**DATASET:**
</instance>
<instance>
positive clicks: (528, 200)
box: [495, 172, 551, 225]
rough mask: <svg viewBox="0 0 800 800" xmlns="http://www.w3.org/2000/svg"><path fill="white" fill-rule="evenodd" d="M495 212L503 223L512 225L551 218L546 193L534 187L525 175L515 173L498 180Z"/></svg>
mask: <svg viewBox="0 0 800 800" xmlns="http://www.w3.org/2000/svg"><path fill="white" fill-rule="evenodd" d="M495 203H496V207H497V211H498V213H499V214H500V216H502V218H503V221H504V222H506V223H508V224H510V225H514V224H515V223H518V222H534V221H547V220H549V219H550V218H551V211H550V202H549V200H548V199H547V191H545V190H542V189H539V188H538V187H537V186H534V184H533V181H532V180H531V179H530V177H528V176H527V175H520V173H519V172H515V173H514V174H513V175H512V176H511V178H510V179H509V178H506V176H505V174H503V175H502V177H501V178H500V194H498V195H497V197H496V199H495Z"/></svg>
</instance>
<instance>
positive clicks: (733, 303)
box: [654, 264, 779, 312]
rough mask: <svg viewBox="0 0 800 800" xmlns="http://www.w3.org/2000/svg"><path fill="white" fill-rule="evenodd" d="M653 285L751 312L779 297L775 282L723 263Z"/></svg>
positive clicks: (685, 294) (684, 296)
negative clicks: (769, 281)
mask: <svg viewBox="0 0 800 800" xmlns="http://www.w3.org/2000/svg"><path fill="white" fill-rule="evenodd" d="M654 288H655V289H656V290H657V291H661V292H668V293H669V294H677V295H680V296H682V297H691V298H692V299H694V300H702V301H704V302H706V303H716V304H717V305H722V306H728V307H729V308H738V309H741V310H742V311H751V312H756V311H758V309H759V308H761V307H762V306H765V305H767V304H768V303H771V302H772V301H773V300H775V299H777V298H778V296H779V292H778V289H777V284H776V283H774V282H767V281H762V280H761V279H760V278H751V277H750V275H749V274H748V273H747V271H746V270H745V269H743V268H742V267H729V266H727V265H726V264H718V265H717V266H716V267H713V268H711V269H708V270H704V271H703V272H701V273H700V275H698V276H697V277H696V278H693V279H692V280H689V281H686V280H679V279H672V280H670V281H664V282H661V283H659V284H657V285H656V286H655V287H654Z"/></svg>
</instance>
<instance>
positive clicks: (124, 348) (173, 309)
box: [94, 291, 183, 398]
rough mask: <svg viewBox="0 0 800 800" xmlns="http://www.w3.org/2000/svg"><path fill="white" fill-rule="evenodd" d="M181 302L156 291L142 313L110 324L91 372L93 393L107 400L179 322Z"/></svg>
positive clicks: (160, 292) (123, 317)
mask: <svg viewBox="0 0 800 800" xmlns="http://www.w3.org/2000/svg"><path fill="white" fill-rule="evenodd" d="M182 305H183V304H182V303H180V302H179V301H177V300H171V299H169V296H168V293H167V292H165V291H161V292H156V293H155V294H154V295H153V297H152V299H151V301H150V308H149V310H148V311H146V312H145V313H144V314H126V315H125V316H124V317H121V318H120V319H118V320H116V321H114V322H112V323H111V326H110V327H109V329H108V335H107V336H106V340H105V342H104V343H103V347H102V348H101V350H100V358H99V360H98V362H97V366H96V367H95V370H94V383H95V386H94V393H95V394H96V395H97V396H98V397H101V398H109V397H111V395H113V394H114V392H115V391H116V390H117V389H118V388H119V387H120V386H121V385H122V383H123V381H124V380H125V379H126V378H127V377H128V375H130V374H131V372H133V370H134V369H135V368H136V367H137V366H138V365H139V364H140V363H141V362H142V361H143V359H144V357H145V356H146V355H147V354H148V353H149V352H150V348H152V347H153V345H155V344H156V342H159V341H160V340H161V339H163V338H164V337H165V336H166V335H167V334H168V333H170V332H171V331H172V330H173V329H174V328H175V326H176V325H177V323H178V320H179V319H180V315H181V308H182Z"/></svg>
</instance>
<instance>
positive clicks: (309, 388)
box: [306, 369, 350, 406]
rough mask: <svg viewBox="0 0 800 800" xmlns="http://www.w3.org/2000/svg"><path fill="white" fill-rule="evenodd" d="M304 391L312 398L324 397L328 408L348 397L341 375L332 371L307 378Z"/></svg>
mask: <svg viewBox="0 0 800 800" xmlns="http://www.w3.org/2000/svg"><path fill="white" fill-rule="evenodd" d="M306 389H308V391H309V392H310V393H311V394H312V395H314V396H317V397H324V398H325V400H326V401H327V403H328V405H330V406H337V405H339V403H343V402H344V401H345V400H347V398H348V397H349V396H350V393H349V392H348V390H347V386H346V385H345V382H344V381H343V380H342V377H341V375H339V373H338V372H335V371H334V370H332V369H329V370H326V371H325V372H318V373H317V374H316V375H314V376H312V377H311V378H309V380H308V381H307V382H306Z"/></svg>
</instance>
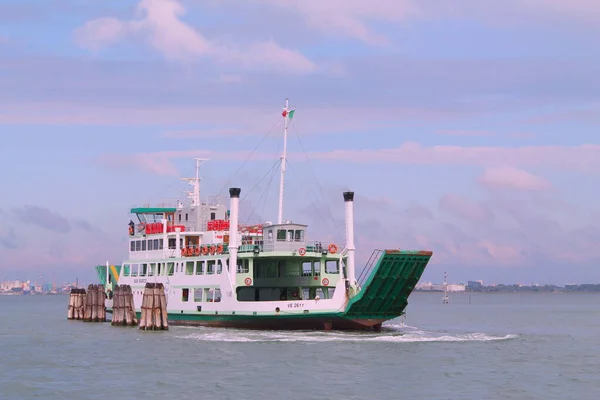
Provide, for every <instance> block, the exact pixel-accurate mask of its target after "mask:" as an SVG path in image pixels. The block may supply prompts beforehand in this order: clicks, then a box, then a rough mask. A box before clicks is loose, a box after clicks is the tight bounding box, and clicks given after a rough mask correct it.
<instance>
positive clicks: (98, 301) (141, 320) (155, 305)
mask: <svg viewBox="0 0 600 400" xmlns="http://www.w3.org/2000/svg"><path fill="white" fill-rule="evenodd" d="M107 298H108V296H107V295H106V293H105V291H104V285H89V286H88V288H87V291H86V290H85V289H80V288H76V289H71V293H70V296H69V310H68V313H67V319H74V320H81V321H86V322H106V300H107ZM110 300H112V302H113V304H112V320H111V325H113V326H139V328H140V329H141V330H168V329H169V323H168V319H167V299H166V296H165V287H164V285H163V284H162V283H146V286H145V288H144V293H143V297H142V312H141V316H140V319H139V320H138V319H137V315H136V312H135V304H134V300H133V291H132V290H131V286H130V285H116V286H115V288H114V293H112V296H111V298H110Z"/></svg>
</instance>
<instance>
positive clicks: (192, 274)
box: [185, 261, 194, 275]
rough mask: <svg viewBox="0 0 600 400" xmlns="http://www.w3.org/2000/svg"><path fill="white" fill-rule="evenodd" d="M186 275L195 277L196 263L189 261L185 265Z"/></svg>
mask: <svg viewBox="0 0 600 400" xmlns="http://www.w3.org/2000/svg"><path fill="white" fill-rule="evenodd" d="M185 274H186V275H194V262H193V261H188V262H186V263H185Z"/></svg>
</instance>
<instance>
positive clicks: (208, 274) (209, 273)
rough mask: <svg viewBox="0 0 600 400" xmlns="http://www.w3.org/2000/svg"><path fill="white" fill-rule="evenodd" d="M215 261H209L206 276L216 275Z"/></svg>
mask: <svg viewBox="0 0 600 400" xmlns="http://www.w3.org/2000/svg"><path fill="white" fill-rule="evenodd" d="M215 264H216V262H215V260H207V261H206V274H207V275H212V274H214V273H215Z"/></svg>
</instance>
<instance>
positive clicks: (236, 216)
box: [229, 188, 242, 288]
mask: <svg viewBox="0 0 600 400" xmlns="http://www.w3.org/2000/svg"><path fill="white" fill-rule="evenodd" d="M241 191H242V189H240V188H230V189H229V197H230V206H229V212H230V216H229V276H231V284H232V285H233V287H234V288H235V287H236V286H237V285H236V272H237V250H238V221H239V211H240V192H241Z"/></svg>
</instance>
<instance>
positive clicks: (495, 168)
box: [478, 166, 552, 190]
mask: <svg viewBox="0 0 600 400" xmlns="http://www.w3.org/2000/svg"><path fill="white" fill-rule="evenodd" d="M478 182H479V183H480V184H482V185H484V186H488V187H492V188H508V189H517V190H545V189H549V188H551V187H552V185H551V184H550V182H548V181H547V180H546V179H544V178H541V177H538V176H535V175H533V174H531V173H529V172H527V171H524V170H522V169H518V168H515V167H509V166H504V167H492V168H488V169H486V170H485V171H484V173H483V174H482V175H481V176H480V177H479V179H478Z"/></svg>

**WHAT IS BEING ASKED:** Copy the entries above exactly, but only from the line holding "positive clicks: (208, 274) (209, 273)" through the line holding "positive clicks: (495, 168)", both included.

**ANSWER TO THIS PROBLEM:**
positive clicks: (208, 274) (209, 273)
rough mask: <svg viewBox="0 0 600 400" xmlns="http://www.w3.org/2000/svg"><path fill="white" fill-rule="evenodd" d="M215 261H209L206 276L216 275Z"/></svg>
mask: <svg viewBox="0 0 600 400" xmlns="http://www.w3.org/2000/svg"><path fill="white" fill-rule="evenodd" d="M215 264H216V262H215V260H207V261H206V274H207V275H212V274H214V273H215Z"/></svg>
</instance>
<instance>
positive clicks: (236, 216)
box: [229, 188, 242, 288]
mask: <svg viewBox="0 0 600 400" xmlns="http://www.w3.org/2000/svg"><path fill="white" fill-rule="evenodd" d="M241 191H242V189H240V188H230V189H229V197H230V206H229V212H230V216H229V276H231V284H232V285H233V287H234V288H235V287H236V286H237V285H236V272H237V250H238V221H239V211H240V192H241Z"/></svg>
</instance>
<instance>
positive clicks: (495, 168)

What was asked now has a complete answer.